%%

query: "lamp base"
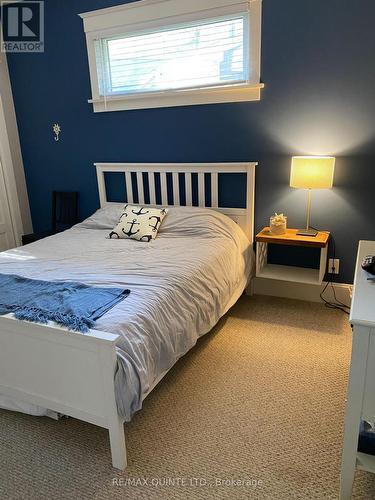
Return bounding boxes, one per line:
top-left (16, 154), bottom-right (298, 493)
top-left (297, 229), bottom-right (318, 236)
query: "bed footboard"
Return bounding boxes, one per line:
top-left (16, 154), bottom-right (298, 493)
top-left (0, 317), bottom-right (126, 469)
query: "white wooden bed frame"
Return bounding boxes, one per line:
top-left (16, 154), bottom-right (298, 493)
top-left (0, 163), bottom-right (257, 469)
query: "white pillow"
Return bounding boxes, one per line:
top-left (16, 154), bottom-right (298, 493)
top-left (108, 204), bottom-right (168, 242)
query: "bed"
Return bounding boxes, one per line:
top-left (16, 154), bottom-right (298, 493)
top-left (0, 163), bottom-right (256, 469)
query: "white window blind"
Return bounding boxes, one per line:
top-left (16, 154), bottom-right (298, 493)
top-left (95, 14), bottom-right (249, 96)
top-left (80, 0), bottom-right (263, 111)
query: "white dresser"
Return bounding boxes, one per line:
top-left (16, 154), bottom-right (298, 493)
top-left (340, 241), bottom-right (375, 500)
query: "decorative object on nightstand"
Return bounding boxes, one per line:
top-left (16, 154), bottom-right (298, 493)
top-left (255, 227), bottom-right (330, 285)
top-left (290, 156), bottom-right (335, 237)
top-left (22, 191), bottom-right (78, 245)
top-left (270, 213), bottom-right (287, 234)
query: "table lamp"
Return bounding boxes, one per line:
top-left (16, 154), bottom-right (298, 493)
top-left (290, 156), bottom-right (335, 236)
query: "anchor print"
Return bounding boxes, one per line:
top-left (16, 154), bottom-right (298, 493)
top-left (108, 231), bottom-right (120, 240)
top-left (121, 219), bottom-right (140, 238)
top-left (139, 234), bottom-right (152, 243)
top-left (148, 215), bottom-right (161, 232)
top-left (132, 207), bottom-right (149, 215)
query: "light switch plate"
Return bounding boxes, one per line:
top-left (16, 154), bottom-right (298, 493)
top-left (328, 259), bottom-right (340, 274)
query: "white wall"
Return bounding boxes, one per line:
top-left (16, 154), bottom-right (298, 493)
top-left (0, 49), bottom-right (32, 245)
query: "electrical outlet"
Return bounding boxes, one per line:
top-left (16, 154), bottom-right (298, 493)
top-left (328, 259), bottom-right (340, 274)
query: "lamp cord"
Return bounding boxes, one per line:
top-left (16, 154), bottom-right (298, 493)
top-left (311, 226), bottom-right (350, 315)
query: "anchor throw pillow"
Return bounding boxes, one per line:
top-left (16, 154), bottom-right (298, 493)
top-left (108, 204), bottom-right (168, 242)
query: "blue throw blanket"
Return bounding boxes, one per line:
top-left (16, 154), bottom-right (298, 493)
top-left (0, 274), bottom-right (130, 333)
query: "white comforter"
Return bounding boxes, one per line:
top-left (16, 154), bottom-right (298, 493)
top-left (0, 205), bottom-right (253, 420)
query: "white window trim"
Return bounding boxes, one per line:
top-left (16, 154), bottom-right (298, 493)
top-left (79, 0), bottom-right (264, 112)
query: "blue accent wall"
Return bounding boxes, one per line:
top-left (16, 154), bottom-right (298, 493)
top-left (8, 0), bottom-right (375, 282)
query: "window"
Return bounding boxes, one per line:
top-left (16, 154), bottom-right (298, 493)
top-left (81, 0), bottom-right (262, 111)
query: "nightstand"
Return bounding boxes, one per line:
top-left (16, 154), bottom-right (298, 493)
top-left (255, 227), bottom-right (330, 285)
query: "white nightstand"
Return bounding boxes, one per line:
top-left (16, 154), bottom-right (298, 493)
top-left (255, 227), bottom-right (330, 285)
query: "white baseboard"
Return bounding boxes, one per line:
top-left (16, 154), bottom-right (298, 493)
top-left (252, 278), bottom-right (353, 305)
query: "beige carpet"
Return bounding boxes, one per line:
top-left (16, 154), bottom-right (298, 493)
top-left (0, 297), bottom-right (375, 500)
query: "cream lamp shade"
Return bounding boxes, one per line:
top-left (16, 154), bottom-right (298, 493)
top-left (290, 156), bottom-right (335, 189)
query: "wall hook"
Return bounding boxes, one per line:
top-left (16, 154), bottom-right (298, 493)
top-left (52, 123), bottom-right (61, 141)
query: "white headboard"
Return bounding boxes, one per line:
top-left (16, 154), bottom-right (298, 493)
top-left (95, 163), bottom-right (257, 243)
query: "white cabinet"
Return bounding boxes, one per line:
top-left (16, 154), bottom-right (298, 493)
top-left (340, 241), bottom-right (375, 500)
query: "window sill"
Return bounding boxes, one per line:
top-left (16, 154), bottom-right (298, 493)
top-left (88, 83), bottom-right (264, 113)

%%

■ **EXERCISE**
Rewrite the stretch from the beginning of the entries through the line containing "top-left (297, 229), bottom-right (318, 236)", requests included, increasing every bounding-box coordinate in the answers by 108 but leaving the requests and their format samples as they are. Leave the pictures out of your answer.

■ **FULL SOLUTION**
query: "lamp base"
Return bounding boxes, one per line:
top-left (16, 154), bottom-right (298, 493)
top-left (405, 337), bottom-right (426, 344)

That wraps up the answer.